[Фрагмент документа]
○ ○ ○ ○

— Был.
— И видели Римского Папу?
— Видел.
— А правда говорят, что когда приходишь к Римскому Папе, то надо целовать ему туфлю?
— Да, правда.
— И вы целовали?
— Целовал.
— Ну и что вам сказал Римский Папа?
— А вот когда я наклонился, чтобы поцеловать ему туфлю, он спросил: «Какой засранец подстригал твой затылок?»
В начале семидесятых годов, когда в стране началась разнузданная травля Солженицына, Катаев принял в этом участие. Кое-кто из наивных людей был шокирован таким обстоятельством. Помнится, один из моих тогдашних приятелей говорил:
— Как Валентин Петрович мог подписать подобное письмо?
А я ему отвечал:
— Если кто-нибудь из советских писателей может совершенно искренне ненавидеть Солженицына, то это именно Валентин Катаев. Он всегда исповедовал совершенно ясные принципы: писать надо очень хорошо, с властями надо дружить, а жить надо со всей возможной роскошью и удобствами. И все это Катаев блистательно воплотил: пишет он как никто, эдакий «социалистический Набоков», у него гигантские тиражи и очень высокие гонорары; у него огромная квартира в Москве, и она обставлена антикварной мебелью; он живет в прекрасном загородном доме; у него есть автомобиль и собственный шофер… Наконец, ему позволяют бывать за границей и даже зарабатывать там какие-то деньги… И вдруг появляется писатель, жизнь которого шла вопреки всем принципам Катаева: он по глупейшей неосторожности попадает в тюрьму, потом в ссылку, работает школьным учителем, нищенствует… Да и пишет-то он, с точки зрения Катаева, плоховато… А вот поди ж ты — именно этому человеку достается Нобелевская премия, у него огромные гонорары в твердой валюте, не говоря уже об оглушительной всемирной славе. И в сравнении с этим все благополучие и вся известность Катаева не стоят и гроша…
Справедливость моих слов о Солженицыне и Катаеве подтвердилась много позже, уже в девяностых, когда были опубликованы дневники Корнея Чуковского. 24 ноября 1962 года он писал:
«Сейчас вышел на улицу платить (колоссальные) деньги за дачу — и встретил Катаева. Он возмущен повестью „Один день…“, которая напечатана в „Новом мире“. К моему изумлению, он сказал: повесть фальшивая: в ней не показан протест. — Какой протест? — Протест крестьянина, сидящего в лагере. — Но ведь в этом же вся правда повести: палачи создали такие условия, что люди утратили малейшее понятие справедливости и под угрозой смерти не смеют и думать о том, что на свете есть совесть, честь, человечность. Человек соглашается считать себя шпионом, чтобы следователи не били его. В этом вся суть замечательной повести — а Катаев говорит: как он смел не протестовать хотя бы под одеялом. А много ли протестовал сам Катаев во время сталинского режима? Он слагал рабьи гимны, как и все».

○ ○ ○ ○

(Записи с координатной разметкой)

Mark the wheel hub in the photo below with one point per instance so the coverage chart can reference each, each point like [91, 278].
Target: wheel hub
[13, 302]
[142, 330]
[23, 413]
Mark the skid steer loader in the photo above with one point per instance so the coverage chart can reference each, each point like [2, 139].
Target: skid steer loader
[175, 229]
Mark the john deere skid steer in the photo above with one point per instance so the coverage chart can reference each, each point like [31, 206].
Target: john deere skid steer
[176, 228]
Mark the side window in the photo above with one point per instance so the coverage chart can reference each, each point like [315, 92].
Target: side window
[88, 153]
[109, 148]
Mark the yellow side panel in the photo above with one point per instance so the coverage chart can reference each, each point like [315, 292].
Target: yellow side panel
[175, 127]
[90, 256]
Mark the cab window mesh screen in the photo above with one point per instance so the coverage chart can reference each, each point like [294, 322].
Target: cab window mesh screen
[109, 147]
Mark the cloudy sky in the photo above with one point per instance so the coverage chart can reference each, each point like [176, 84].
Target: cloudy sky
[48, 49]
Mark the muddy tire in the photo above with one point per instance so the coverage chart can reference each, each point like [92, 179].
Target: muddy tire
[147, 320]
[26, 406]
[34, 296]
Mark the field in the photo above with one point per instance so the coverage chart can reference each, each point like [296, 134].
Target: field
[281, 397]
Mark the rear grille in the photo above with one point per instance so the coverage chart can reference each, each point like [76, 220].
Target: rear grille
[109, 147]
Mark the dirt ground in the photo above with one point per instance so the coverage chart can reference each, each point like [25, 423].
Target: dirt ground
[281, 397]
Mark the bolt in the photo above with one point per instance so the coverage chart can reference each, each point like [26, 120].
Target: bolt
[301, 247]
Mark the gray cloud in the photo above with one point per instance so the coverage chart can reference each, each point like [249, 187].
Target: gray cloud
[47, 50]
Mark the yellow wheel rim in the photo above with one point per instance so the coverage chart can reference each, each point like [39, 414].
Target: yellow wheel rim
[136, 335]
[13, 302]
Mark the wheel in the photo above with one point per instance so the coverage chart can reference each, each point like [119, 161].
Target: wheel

○ ○ ○ ○

[Список заданий]
- A) Какой датой помечена запись из дневника Корнея Чуковского, приведенная в тексте о Катаеве?
- B) Напишите продолжение текста о Катаеве, начиная сразу после его последнего предложения.

[Ответы по порядку]
- A) 24 ноября 1962 года.

- B)
Эта запись свидетельствует о том, что умный и проницательный Валентин Петрович сразу же почуял опасность — появление в печати «Ивана Денисовича» означало, что дни «социалистического реализма» сочтены. По существу говоря, это был первый гласный приговор той самой «советской литературе», в которой Катаев и первенствовал, и процветал.
Закончить эту главку мне бы хотелось одним занятным эпизодом, о нем рассказывал мой старый приятель Александр Александрович Авдеенко. В начале шестидесятых годов в переделкинской детской библиотеке, которую Корней Чуковский построил возле своей дачи, состоялось какое-то торжество. Прибыла группа с телевидения, присутствовали писатели — Павел Нилин, Валентин Берестов… Ну а детей, как назло, почти не было… И вдруг туда пришла маленькая девочка — хорошенькая, нарядная, с бантом в волосах. Телевизионщики тут же наставили на нее объектив своей камеры и стали задавать вопросы:
— Тебе нравятся книжки Корнея Ивановича Чуковского?
— Нет, — отвечало дитя, — они мне не нравятся.
— Как? Почему?
— Потому что он — плохой писатель.
Рассудительная крошка явилась с соседней дачи, это была внучка Валентина Петровича Катаева.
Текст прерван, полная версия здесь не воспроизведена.